PROBLEM TO WORK ON:
A complete answer lists every line of the entries below where the string "tower" appears.

▬▬▬▬▬▬▬▬▬▬

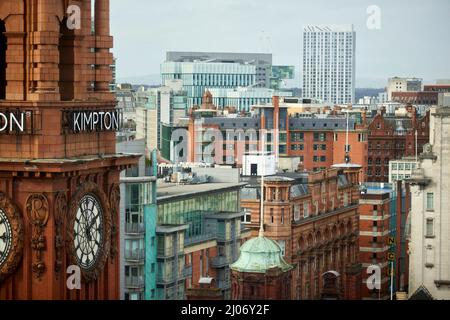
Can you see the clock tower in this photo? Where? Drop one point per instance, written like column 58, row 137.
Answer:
column 59, row 170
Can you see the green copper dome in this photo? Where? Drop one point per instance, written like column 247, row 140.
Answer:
column 260, row 254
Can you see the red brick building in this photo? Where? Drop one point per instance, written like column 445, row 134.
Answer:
column 318, row 141
column 59, row 175
column 314, row 217
column 392, row 138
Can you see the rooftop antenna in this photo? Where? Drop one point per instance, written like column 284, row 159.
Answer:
column 416, row 145
column 263, row 169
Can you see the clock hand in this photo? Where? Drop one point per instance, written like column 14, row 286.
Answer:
column 4, row 237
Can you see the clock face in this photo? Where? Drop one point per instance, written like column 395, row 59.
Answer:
column 88, row 232
column 5, row 237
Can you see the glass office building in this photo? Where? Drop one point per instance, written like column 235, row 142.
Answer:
column 199, row 76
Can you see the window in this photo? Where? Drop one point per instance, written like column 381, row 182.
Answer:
column 305, row 210
column 296, row 212
column 247, row 218
column 430, row 201
column 430, row 228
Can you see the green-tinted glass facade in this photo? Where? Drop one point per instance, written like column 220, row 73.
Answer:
column 173, row 212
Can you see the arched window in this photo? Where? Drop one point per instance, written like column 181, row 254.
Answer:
column 3, row 47
column 66, row 62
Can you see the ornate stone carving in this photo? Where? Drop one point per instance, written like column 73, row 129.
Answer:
column 114, row 202
column 60, row 214
column 37, row 210
column 16, row 252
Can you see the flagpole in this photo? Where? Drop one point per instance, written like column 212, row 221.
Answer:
column 392, row 280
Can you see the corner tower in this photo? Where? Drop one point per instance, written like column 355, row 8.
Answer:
column 59, row 171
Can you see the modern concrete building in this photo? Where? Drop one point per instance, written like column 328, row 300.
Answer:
column 137, row 225
column 157, row 113
column 398, row 84
column 198, row 232
column 329, row 63
column 126, row 101
column 429, row 246
column 262, row 62
column 208, row 70
column 243, row 98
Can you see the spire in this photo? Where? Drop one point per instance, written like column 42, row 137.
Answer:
column 263, row 169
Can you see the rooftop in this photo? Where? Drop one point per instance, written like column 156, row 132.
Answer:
column 259, row 255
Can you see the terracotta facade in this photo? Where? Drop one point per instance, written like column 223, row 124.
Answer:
column 49, row 70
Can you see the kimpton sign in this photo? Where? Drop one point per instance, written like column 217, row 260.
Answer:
column 78, row 121
column 14, row 121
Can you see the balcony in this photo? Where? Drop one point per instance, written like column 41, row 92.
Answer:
column 165, row 278
column 137, row 255
column 134, row 228
column 134, row 282
column 168, row 252
column 173, row 277
column 220, row 261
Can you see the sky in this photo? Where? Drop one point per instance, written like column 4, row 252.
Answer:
column 412, row 38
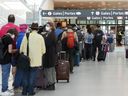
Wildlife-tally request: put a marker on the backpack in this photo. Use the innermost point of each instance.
(70, 40)
(2, 53)
(98, 36)
(1, 49)
(89, 38)
(110, 39)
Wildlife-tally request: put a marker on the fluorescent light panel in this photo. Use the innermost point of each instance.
(16, 6)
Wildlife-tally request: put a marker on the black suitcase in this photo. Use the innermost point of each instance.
(62, 68)
(41, 80)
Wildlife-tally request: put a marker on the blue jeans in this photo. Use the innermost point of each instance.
(5, 76)
(29, 80)
(18, 80)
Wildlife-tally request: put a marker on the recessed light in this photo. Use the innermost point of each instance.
(90, 2)
(119, 3)
(72, 5)
(81, 4)
(67, 1)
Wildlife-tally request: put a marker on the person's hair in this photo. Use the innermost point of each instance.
(12, 31)
(11, 18)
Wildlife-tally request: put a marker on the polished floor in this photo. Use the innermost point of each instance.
(109, 78)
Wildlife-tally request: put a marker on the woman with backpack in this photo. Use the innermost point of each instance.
(70, 39)
(88, 43)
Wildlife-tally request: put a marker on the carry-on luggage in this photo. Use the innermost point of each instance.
(62, 67)
(126, 53)
(41, 80)
(111, 47)
(102, 54)
(83, 53)
(77, 58)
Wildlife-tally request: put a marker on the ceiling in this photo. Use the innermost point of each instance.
(91, 4)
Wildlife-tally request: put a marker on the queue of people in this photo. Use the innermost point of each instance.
(40, 47)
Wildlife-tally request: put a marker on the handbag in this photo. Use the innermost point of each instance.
(23, 61)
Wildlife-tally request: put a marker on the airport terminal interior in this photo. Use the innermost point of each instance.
(91, 78)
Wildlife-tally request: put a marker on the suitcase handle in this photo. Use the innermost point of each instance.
(62, 54)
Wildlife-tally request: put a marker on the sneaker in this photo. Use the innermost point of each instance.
(7, 93)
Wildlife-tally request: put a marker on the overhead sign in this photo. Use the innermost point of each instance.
(88, 14)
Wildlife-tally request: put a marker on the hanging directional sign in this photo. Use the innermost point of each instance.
(88, 14)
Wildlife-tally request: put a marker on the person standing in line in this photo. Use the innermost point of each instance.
(19, 72)
(7, 41)
(49, 59)
(70, 51)
(36, 51)
(98, 37)
(9, 25)
(88, 43)
(3, 31)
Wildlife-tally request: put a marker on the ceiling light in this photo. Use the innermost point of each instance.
(16, 6)
(67, 1)
(72, 5)
(119, 3)
(4, 6)
(81, 4)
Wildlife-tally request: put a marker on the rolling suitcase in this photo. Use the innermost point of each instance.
(77, 58)
(62, 68)
(126, 53)
(102, 54)
(41, 80)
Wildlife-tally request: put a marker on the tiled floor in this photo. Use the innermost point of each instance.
(109, 78)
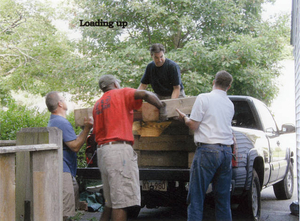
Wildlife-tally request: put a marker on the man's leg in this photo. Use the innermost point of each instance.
(68, 196)
(221, 183)
(106, 214)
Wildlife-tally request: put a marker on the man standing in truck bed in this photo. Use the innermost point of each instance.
(113, 119)
(210, 120)
(163, 74)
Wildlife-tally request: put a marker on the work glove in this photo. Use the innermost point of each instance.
(163, 113)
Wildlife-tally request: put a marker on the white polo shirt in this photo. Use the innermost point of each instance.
(215, 112)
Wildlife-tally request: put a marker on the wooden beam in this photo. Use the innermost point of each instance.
(148, 112)
(8, 185)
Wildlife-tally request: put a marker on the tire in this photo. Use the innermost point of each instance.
(284, 189)
(252, 202)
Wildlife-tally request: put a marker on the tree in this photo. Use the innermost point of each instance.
(34, 56)
(202, 36)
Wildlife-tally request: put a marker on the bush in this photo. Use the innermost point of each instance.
(17, 116)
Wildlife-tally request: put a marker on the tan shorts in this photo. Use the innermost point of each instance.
(70, 194)
(120, 175)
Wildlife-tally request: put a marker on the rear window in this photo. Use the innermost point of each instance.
(243, 116)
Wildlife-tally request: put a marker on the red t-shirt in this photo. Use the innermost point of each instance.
(113, 115)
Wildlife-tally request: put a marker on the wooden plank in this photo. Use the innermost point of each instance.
(46, 169)
(151, 113)
(148, 112)
(24, 148)
(162, 158)
(7, 184)
(149, 129)
(24, 173)
(80, 114)
(165, 143)
(6, 143)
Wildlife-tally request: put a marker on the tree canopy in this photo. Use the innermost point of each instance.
(203, 37)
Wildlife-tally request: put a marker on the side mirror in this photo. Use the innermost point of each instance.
(287, 128)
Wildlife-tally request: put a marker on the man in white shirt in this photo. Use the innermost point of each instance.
(211, 122)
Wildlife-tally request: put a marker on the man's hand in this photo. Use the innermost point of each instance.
(181, 115)
(163, 116)
(88, 122)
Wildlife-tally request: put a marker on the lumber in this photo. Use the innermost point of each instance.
(148, 112)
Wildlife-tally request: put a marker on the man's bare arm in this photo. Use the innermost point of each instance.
(75, 145)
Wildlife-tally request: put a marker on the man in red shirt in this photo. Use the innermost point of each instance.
(113, 119)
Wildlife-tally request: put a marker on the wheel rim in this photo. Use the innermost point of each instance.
(254, 199)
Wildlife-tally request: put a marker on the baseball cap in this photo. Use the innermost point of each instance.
(106, 80)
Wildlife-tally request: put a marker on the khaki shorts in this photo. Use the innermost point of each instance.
(120, 175)
(70, 195)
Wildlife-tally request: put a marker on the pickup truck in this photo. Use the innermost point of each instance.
(165, 152)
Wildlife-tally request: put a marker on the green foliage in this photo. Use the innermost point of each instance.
(17, 117)
(203, 37)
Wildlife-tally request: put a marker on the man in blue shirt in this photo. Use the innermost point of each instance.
(163, 74)
(56, 104)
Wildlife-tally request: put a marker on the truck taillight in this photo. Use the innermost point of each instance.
(234, 160)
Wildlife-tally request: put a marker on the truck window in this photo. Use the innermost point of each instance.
(243, 116)
(266, 117)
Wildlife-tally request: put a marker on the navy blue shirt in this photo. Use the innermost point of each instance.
(69, 156)
(162, 79)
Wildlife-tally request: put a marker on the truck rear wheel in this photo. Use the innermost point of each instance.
(252, 204)
(284, 189)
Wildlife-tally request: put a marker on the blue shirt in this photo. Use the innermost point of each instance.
(69, 157)
(162, 79)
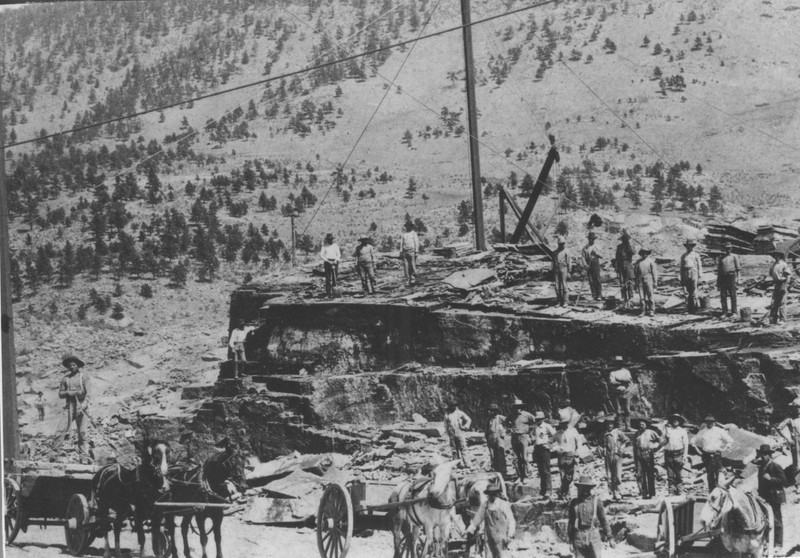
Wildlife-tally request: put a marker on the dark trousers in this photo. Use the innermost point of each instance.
(566, 467)
(777, 311)
(541, 456)
(497, 455)
(366, 271)
(519, 443)
(712, 462)
(673, 463)
(594, 280)
(646, 473)
(331, 273)
(727, 289)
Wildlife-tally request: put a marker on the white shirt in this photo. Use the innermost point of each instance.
(712, 440)
(409, 241)
(330, 253)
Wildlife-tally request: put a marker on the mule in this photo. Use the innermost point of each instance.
(219, 480)
(132, 491)
(430, 513)
(742, 517)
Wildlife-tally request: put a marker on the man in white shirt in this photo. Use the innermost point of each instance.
(236, 342)
(712, 441)
(331, 255)
(676, 447)
(409, 246)
(569, 442)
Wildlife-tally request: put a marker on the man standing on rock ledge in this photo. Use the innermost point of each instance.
(73, 391)
(712, 441)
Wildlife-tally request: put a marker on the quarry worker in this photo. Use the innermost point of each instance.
(495, 439)
(543, 437)
(614, 442)
(591, 256)
(331, 256)
(780, 273)
(623, 263)
(587, 526)
(520, 423)
(569, 444)
(676, 449)
(620, 383)
(75, 395)
(645, 445)
(691, 270)
(562, 264)
(498, 520)
(456, 422)
(789, 429)
(646, 280)
(409, 247)
(712, 440)
(39, 404)
(771, 482)
(365, 264)
(236, 343)
(727, 277)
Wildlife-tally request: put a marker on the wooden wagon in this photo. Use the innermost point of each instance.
(679, 532)
(340, 505)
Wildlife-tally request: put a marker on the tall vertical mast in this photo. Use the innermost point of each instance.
(474, 156)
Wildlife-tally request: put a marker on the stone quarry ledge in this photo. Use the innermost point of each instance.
(339, 336)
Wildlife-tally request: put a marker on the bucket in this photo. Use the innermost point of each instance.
(745, 313)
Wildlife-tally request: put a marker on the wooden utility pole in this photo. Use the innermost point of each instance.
(472, 117)
(9, 384)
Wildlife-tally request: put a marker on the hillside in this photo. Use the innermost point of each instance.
(667, 115)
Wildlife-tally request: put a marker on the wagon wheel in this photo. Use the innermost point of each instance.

▬▬▬▬▬▬▬▬▬▬

SOLVED EXERCISE:
Can you see the clock tower in this photo? Where? Drop one point per instance, written like column 58, row 137.
Can you see the corner tower in this photo? Where? Drop one point per instance, written like column 355, row 8.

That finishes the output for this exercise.